What to do :: Each entry, in full: reproduce it exactly.

Listed entries ::
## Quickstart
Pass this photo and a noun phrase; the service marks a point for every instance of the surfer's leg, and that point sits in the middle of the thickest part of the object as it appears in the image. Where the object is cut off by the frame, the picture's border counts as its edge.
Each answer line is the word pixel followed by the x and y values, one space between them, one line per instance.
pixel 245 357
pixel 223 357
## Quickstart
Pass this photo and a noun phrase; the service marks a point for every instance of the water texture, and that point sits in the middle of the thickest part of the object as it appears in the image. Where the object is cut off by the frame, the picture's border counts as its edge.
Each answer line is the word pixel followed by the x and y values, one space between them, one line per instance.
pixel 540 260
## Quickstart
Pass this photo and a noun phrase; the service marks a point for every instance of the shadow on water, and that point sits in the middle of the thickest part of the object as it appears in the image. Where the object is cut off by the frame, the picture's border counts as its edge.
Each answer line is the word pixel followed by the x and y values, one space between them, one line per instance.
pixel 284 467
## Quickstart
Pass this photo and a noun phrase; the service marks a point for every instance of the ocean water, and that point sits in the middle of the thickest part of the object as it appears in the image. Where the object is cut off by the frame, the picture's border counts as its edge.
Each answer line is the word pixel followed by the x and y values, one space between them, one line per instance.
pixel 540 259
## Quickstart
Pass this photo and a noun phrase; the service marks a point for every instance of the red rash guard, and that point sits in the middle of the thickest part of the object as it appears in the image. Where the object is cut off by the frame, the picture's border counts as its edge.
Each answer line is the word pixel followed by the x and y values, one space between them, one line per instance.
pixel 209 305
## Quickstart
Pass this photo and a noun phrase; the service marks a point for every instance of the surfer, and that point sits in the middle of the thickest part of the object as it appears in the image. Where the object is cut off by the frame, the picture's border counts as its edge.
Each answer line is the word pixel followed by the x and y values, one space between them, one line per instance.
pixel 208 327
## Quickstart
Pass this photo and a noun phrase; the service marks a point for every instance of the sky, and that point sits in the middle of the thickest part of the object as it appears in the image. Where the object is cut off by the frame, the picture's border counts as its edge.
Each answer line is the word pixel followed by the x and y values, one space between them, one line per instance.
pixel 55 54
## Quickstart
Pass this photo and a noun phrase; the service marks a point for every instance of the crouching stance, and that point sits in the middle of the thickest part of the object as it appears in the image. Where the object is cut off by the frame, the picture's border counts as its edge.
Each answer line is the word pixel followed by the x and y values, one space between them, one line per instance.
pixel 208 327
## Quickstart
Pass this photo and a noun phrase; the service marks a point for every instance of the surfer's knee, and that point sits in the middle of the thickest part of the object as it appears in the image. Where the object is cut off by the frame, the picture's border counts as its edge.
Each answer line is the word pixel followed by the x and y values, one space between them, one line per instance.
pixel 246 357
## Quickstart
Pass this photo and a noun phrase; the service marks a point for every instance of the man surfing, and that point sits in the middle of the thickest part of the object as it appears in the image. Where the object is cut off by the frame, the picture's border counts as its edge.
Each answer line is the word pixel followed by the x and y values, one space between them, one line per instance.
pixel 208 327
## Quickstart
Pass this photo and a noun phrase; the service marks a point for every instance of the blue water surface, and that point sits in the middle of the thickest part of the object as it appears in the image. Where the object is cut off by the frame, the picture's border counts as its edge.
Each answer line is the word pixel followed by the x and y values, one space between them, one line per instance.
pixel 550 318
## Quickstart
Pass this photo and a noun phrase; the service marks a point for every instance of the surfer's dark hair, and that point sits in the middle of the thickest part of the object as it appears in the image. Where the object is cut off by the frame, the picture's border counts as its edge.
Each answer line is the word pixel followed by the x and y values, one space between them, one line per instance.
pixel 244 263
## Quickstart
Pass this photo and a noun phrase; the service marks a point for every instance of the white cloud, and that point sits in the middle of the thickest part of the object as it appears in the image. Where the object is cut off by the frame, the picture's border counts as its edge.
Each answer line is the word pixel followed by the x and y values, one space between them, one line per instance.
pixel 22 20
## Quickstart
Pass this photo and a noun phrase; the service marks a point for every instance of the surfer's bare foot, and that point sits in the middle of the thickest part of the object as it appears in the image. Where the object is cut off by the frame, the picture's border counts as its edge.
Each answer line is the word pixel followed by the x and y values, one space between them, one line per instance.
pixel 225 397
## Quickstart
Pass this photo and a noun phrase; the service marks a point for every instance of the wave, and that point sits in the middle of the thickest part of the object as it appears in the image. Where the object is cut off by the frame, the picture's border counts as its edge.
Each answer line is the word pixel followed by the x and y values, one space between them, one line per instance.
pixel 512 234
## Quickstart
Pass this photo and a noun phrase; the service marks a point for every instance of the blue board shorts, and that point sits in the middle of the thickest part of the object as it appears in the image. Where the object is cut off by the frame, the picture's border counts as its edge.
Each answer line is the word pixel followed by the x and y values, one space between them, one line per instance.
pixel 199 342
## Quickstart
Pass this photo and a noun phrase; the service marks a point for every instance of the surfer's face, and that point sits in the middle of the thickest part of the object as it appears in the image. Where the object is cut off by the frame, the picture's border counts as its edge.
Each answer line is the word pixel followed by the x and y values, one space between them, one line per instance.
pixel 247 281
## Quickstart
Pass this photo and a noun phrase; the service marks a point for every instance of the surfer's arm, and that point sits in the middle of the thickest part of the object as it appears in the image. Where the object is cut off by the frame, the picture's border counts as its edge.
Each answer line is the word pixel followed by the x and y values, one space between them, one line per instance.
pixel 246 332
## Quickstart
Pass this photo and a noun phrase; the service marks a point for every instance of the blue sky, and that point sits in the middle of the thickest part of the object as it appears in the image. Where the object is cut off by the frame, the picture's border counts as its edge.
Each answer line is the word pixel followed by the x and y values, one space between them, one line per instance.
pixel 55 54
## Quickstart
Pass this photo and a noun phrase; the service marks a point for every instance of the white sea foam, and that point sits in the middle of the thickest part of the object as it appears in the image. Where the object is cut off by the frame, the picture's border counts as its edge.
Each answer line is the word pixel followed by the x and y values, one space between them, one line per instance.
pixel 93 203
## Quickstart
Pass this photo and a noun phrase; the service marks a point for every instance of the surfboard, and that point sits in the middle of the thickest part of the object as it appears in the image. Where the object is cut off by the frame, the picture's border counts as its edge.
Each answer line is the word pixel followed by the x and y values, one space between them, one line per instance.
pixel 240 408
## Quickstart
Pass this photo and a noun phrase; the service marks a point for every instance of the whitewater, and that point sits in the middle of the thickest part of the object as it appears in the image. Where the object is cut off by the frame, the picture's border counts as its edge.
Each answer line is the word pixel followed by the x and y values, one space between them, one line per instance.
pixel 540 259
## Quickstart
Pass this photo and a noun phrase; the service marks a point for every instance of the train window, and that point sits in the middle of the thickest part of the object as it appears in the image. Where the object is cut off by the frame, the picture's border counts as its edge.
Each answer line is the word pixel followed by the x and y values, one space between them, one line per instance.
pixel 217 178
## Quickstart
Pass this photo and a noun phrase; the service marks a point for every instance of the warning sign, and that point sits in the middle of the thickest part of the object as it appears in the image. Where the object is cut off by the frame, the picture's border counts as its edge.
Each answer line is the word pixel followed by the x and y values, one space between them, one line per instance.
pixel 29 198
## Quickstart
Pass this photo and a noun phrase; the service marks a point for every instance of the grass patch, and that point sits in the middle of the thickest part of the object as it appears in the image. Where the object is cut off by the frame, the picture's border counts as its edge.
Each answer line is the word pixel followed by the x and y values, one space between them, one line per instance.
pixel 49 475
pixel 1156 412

Exercise solution ::
## Quickstart
Pass this photo and a noun phrase; the service marks a point for every instance of the surfer's leg, and that point sits in the middle of the thickest part of the object as it appears in the image. Where the object is cut off by the frame, the picture's border counts as its edge.
Each answer line is the word pixel followed by the x and y values, one space between them, one line per instance.
pixel 245 357
pixel 223 357
## Quickstart
Pass this photo and a noun phrase; the service marks a point for every instance of the water texture, and that point sits in the middle of the thickest part of the object as it appears in the image. Where the object is cut off by the frame, the picture's border counts as its edge.
Each answer line is the word pixel followed by the x and y values, one space between them, one line per instance.
pixel 540 260
## Quickstart
Pass this photo and a noun phrase; the service marks a point for every instance of the shadow on water, and that point sits in the middle of the thickest part of the object as it appears in the image. Where the object is cut off by the frame, the picture's border counts as its edge.
Each answer line is the word pixel followed by the x and y values, one space between them, one line per instance.
pixel 284 467
## Quickstart
Pass this photo and a noun phrase; the service marks a point for every instance of the ocean water, and that point sits in the middle of the thickest part of the object as it appears in the image. Where the object is cut off by the frame, the picture's border counts as its edge.
Each answer line is the word pixel followed by the x and y values, one space between them, one line per instance.
pixel 540 259
## Quickstart
Pass this photo and a noun phrase; the service marks a point for every instance of the red rash guard, and that point sits in the middle of the thickest part of the object as it appears in the image. Where the object is cut off by the frame, the picture's border counts as its edge.
Each answer line is the word pixel followed by the x and y values, one space between them, one line per instance.
pixel 209 305
## Quickstart
Pass this photo and a noun phrase; the service marks a point for every instance of the surfer, and that point sits in the middle of the thickest part of the object as it appears in the image. Where the object is cut off by the frame, the picture's border counts as its edge.
Each answer line is the word pixel followed by the x and y values, one space between them, one line per instance.
pixel 208 327
## Quickstart
Pass this photo and a noun phrase; the service marks a point for every instance of the sky, and that point sits in the middle of the thickest part of the object as it appears in the image. Where the object is cut off by the frame, the picture's border counts as its edge.
Each answer line is the word pixel followed by the x and y values, one space between them, one line per instance.
pixel 55 54
## Quickstart
Pass this photo and a noun phrase; the service marks a point for every instance of the crouching stance, and that point sits in the middle of the thickest part of the object as it appears in the image. Where the object is cut off by the frame, the picture's border counts as its edge.
Each answer line is the word pixel followed by the x and y values, one space between them, one line per instance.
pixel 208 327
## Quickstart
Pass this photo and a noun phrase; the service marks a point for every instance of the surfer's knee, and that point sits in the middle of the thickest part of the object as it appears in the image. Where the object is cut off by the frame, the picture's border counts as its edge.
Each answer line is the word pixel followed by the x and y values, one space between them, one line per instance.
pixel 246 357
## Quickstart
Pass this photo and a noun phrase; the service marks a point for every instance of the man surfing, and that point sits in the middle of the thickest part of the object as it appears in the image. Where the object is cut off by the frame, the picture's border counts as its edge.
Each answer line is the word pixel followed by the x and y values, one space between them, one line per instance.
pixel 208 327
## Quickstart
Pass this photo and a noun phrase; the service marks a point for every instance of the blue water surface, and that point sits in the middle of the thickest part of the object as it appears in the image. Where the object is cut off by the frame, the picture's border counts as its edge.
Each answer line is the word pixel followed by the x and y values, one space between them, one line per instance.
pixel 550 318
## Quickstart
Pass this photo and a noun phrase; the service marks a point for every instance of the surfer's dark hair, and that point sits in the middle of the thickest part of the object as it appears in the image. Where the object is cut off by the frame, the picture's border counts as its edge.
Each answer line is the word pixel followed by the x and y values, one space between them, one line per instance.
pixel 244 263
## Quickstart
Pass this photo and a noun phrase; the service marks a point for every instance of the white cloud, and that point sits in the middle of the thickest part of the object as it appears in the image. Where the object is cut off by the frame, the picture's border counts as its edge.
Each answer line is the word pixel followed by the x and y values, one space between them, one line per instance.
pixel 22 20
## Quickstart
Pass this photo and a noun phrase; the service marks a point for every instance of the surfer's bare foot, and that point sits in the middle of the thickest part of the object as it appears in the image. Where the object is cut off by the frame, the picture's border counts as its edge.
Each answer line is the word pixel followed by the x and y values, one space between them, one line per instance.
pixel 225 397
## Quickstart
Pass this photo and a noun phrase; the service marks a point for every instance of the wave, and that point sits in the middle of the thickest part of the object as it appears in the image. Where the object is cut off by the frame, the picture's border counts as its edge.
Each answer line is the word pixel followed by the x and y values, one space between them, one line per instance.
pixel 512 234
## Quickstart
Pass this photo and a noun phrase; the service marks a point for every instance of the blue board shorts, and that point sits in the middle of the thickest part of the object as it appears in the image. Where the object is cut off by the frame, the picture's border counts as its edge.
Each answer line is the word pixel followed by the x and y values, one space between them, one line per instance.
pixel 199 342
## Quickstart
Pass this photo and a noun phrase; the service marks a point for every instance of the surfer's face, and that point sits in the middle of the thickest part of the object as it appears in the image. Where the object is cut off by the frame, the picture's border counts as its edge.
Each answer line is the word pixel followed by the x and y values, one space between them, one line per instance.
pixel 247 281
## Quickstart
Pass this photo and a noun phrase; the service marks a point for every instance of the surfer's arm, and that point sits in the middle of the thickest part of the object as it appears in the image. Where the object is cut off by the frame, the picture's border counts as its edge.
Each answer line is the word pixel followed by the x and y values, one space between them, one line per instance.
pixel 246 332
## Quickstart
Pass this photo and a noun phrase; the service marks a point for every instance of the blue sky, and that point sits in the middle of the thickest part of the object as it appears in the image. Where the object is cut off by the frame, the picture's border counts as its edge.
Each answer line is the word pixel followed by the x and y values, one space between them, one line per instance.
pixel 55 54
## Quickstart
Pass this photo and a noun phrase; the service marks a point for every instance of the white sea foam, and that point sits in the middle of the thickest part of the object as it appears in the image. Where the object is cut off by the frame, the picture's border counts as its edge.
Each answer line is the word pixel followed by the x and y values, one space between them, one line per instance.
pixel 93 203
## Quickstart
Pass this photo and a noun phrase; the service marks a point for every instance of the surfboard, and that point sits in the middle of the thickest part of the object as it appears in the image. Where the object is cut off by the frame, the picture's border counts as its edge.
Each answer line is the word pixel followed by the x and y values, one space between them, one line per instance.
pixel 240 408
## Quickstart
Pass this photo and a noun phrase; the service marks a point for every instance of the whitewater, and that point sits in the middle of the thickest part of the object as it appears in the image. Where the object is cut off by the frame, the picture's border counts as its edge.
Each answer line is the word pixel followed by the x and y values, one space between them, one line per instance.
pixel 540 259
## Quickstart
Pass this photo and a noun phrase; the service marks a point for every instance of the train window, and that point sits in the middle of the thickest part of the object as it appears in the image. Where the object is cut off by the frame, the picture's border counts as its edge.
Each answer line is the word pixel followed by the x and y values, one space between them, one line per instance.
pixel 217 178
## Quickstart
Pass this photo and a noun phrase; the service marks a point for every instance of the warning sign, and that point sits in the middle of the thickest part of the object as it appears in the image. Where the object is cut off by the frame, the picture's border counts as its edge.
Each answer line is the word pixel followed by the x and y values, one space between them, one line per instance.
pixel 29 198
## Quickstart
Pass this photo and a noun phrase; the service marks a point for every instance of the grass patch, and that point sits in the middle of the thickest part of the object as it appears in the image. Where the object is cut off by the frame, the picture's border counts as its edge.
Each answer line is the word pixel followed by the x and y values, one space between them, one line per instance.
pixel 49 475
pixel 1156 412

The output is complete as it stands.